WRITTEN REQUEST: Reproduce in full, unchanged, the issue below on JSON Schema compatibility.

SELECTED EXTRACT:
::::::::::
Materials-Data-Science-and-Informatics/metador-core

Evaluate, improve and document compatibility with JSON Schema

Opened this issue · 1 comments

Functionality

Documentation

  • Both directions should be explained in one of the tutorials, e.g. to the one explaining JSON-LD

Testing

  • Checking that all valid instances also validate for the JSON Schema should be part of tests (#44)

@broeder-j

example input:

from __future__ import annotations

from typing import Literal, List, Union, Optional
from metador_core.schema.core import MetadataSchema
from metador_core.schema.ld import ld

@ld(context="https://www.schema.org")
class ModelA(MetadataSchema):
    """Model A"""
    foo: str
    bar: Optional[int]

class ModelB(ModelA):
    """Model B (subclass of Model A)"""

    bar: Literal[5]
    qux: float

class ModelC(MetadataSchema):
    """Model C (contains object of Model B)"""

    quux: bool
    blub: List[ModelB]
    bla: ModelA


class ModelD(ModelC):
    "subclass of Model D"

    class Config:
        extra = "forbid"

exported JSON Schema test.schema.json:

{
  "title": "ModelD",
  "description": "subclass of Model D",
  "type": "object",
  "additionalProperties": false,
  "$schema": "https://json-schema.org/draft/2020-12/schema",
  "allOf": [
    {
      "$ref": "#/$defs/71ffe60db66eb197"
    },
    {}
  ],
  "$metador_hash": "ea6634d2659b8ab2",
  "$defs": {
    "5f1c8d6cd5671a9c": {
      "title": "ModelB",
      "description": "Model B (subclass of Model A)",
      "type": "object",
      "$schema": "https://json-schema.org/draft/2020-12/schema",
      "$metador_plugin": {
        "name": "blub",
        "version": [
          0,
          1,
          1
        ]
      },
      "$metador_constants": {
        "@context": "https://www.schema.org"
      },
      "allOf": [
        {
          "$ref": "#/$defs/fc1b2f2509ac7477"
        },
        {
          "properties": {
            "bar": {
              "title": "Bar",
              "enum": [
                5
              ],
              "type": "integer"
::::::::::
DATA EXCERPTS:

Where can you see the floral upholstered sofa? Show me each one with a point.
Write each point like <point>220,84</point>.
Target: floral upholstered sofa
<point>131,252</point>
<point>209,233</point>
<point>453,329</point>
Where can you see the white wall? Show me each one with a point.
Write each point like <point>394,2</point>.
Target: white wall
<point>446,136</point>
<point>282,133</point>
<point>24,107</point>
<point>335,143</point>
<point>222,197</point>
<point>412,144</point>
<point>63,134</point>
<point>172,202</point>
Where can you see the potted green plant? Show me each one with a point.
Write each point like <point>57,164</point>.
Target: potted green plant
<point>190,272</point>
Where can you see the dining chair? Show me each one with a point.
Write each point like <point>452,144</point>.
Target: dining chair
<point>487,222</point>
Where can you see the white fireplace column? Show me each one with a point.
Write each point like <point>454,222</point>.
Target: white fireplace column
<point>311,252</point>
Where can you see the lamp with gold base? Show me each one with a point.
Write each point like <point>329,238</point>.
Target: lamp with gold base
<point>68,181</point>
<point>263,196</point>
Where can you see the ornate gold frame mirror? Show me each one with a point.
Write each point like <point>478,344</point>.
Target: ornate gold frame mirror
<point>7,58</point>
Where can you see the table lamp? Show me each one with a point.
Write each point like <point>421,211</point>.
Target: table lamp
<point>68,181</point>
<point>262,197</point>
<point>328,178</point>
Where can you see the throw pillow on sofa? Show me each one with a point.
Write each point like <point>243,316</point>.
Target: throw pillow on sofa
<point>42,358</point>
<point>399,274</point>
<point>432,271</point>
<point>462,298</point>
::::::::::
ANSWER TO THIS PROBLEM:
Materials-Data-Science-and-Informatics/metador-core

Evaluate, improve and document compatibility with JSON Schema

Opened this issue · 1 comments

Functionality

Documentation

  • Both directions should be explained in one of the tutorials, e.g. to the one explaining JSON-LD

Testing

  • Checking that all valid instances also validate for the JSON Schema should be part of tests (#44)

@broeder-j

example input:

from __future__ import annotations

from typing import Literal, List, Union, Optional
from metador_core.schema.core import MetadataSchema
from metador_core.schema.ld import ld

@ld(context="https://www.schema.org")
class ModelA(MetadataSchema):
    """Model A"""
    foo: str
    bar: Optional[int]

class ModelB(ModelA):
    """Model B (subclass of Model A)"""

    bar: Literal[5]
    qux: float

class ModelC(MetadataSchema):
    """Model C (contains object of Model B)"""

    quux: bool
    blub: List[ModelB]
    bla: ModelA


class ModelD(ModelC):
    "subclass of Model D"

    class Config:
        extra = "forbid"

exported JSON Schema test.schema.json:

{
  "title": "ModelD",
  "description": "subclass of Model D",
  "type": "object",
  "additionalProperties": false,
  "$schema": "https://json-schema.org/draft/2020-12/schema",
  "allOf": [
    {
      "$ref": "#/$defs/71ffe60db66eb197"
    },
    {}
  ],
  "$metador_hash": "ea6634d2659b8ab2",
  "$defs": {
    "5f1c8d6cd5671a9c": {
      "title": "ModelB",
      "description": "Model B (subclass of Model A)",
      "type": "object",
      "$schema": "https://json-schema.org/draft/2020-12/schema",
      "$metador_plugin": {
        "name": "blub",
        "version": [
          0,
          1,
          1
        ]
      },
      "$metador_constants": {
        "@context": "https://www.schema.org"
      },
      "allOf": [
        {
          "$ref": "#/$defs/fc1b2f2509ac7477"
        },
        {
          "properties": {
            "bar": {
              "title": "Bar",
              "enum": [
                5
              ],
              "type": "integer"